**What you need to do:** Rewrite every line from the one with "For each instance of the glacier surface" to the one with "For each instance of the snow-capped", including both, adding 13 to each coordinate in the answers and leaving the other lines unchanged.

**Provided data:**
════════════════
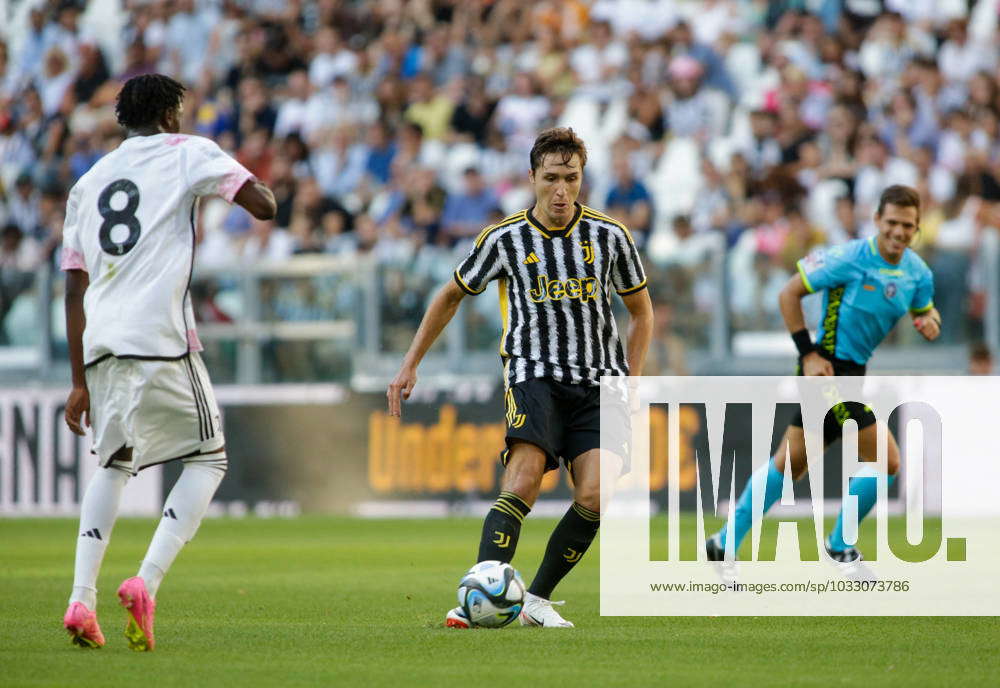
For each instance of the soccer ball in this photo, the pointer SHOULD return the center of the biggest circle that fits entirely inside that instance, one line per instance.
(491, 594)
════════════════
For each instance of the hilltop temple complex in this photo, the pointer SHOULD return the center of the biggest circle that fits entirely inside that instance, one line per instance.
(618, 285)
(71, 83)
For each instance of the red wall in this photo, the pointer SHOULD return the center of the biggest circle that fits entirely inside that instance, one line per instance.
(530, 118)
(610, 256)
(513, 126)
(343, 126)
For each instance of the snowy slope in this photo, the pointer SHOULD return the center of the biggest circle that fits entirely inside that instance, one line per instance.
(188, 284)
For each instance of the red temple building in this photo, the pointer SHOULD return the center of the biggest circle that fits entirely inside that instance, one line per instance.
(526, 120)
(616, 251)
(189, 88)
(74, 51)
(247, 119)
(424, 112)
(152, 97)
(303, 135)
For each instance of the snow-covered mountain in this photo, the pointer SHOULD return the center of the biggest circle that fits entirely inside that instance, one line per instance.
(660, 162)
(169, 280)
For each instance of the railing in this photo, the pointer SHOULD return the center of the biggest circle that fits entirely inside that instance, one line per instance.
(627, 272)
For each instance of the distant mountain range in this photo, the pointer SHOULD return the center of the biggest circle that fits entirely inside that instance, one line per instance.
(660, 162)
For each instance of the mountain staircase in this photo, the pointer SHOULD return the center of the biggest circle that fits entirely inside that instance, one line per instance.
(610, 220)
════════════════
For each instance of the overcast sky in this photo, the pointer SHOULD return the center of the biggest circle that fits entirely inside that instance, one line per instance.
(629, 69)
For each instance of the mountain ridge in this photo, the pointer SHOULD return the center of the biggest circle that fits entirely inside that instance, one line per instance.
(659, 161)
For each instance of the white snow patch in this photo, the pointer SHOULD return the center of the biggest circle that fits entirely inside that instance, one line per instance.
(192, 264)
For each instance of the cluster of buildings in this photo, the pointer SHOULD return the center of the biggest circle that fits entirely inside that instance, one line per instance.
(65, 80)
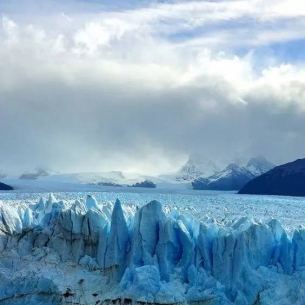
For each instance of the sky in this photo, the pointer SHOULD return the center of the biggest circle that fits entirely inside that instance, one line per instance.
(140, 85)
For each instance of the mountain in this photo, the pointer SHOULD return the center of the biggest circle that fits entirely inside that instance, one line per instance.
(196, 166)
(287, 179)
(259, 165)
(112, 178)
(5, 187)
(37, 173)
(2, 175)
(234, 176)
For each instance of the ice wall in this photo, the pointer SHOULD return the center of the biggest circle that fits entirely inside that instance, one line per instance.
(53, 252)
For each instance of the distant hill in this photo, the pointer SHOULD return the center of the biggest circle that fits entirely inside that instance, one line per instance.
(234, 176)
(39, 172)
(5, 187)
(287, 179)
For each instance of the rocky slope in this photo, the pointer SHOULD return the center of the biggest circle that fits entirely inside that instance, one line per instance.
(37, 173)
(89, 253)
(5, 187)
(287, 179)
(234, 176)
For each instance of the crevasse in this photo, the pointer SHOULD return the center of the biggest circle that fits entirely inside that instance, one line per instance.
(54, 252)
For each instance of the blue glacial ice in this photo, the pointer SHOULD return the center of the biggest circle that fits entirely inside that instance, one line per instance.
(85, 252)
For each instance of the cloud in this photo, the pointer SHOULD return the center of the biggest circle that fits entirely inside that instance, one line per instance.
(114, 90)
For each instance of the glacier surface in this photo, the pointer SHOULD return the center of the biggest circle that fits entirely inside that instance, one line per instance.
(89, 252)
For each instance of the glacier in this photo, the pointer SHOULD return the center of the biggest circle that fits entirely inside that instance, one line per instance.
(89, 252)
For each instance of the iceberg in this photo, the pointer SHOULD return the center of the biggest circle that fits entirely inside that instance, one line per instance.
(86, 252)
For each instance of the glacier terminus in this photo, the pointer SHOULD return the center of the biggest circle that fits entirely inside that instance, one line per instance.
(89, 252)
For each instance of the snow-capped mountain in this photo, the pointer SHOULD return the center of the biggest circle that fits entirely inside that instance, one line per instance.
════════════════
**Problem solution:**
For each instance of the glacier surface in this photo, the pointer SHOULD return the center of the biggest circle that fits entirely inside that instance, one line per instance.
(102, 265)
For each instance of the glacier in this photo, the pointer SHOULD return the center of the biggest circle that fits entirely inside that instance, one line per instance.
(102, 265)
For each instance of the iceberg in this photo, the pointer SHOULD return the center of the biggest circle that fits entirely inside that instance, one line per instance.
(99, 265)
For each instance of the glacier terminus in this photo, the pointer SHOULD return the center of the biggest circle that fits entirely inside that instance, one line per instance.
(102, 265)
For each instance of the snow-capped mountain in this photo, the pointer SHOULD return the center of the biggest circle that fits entirely inside that instance, one line per instance.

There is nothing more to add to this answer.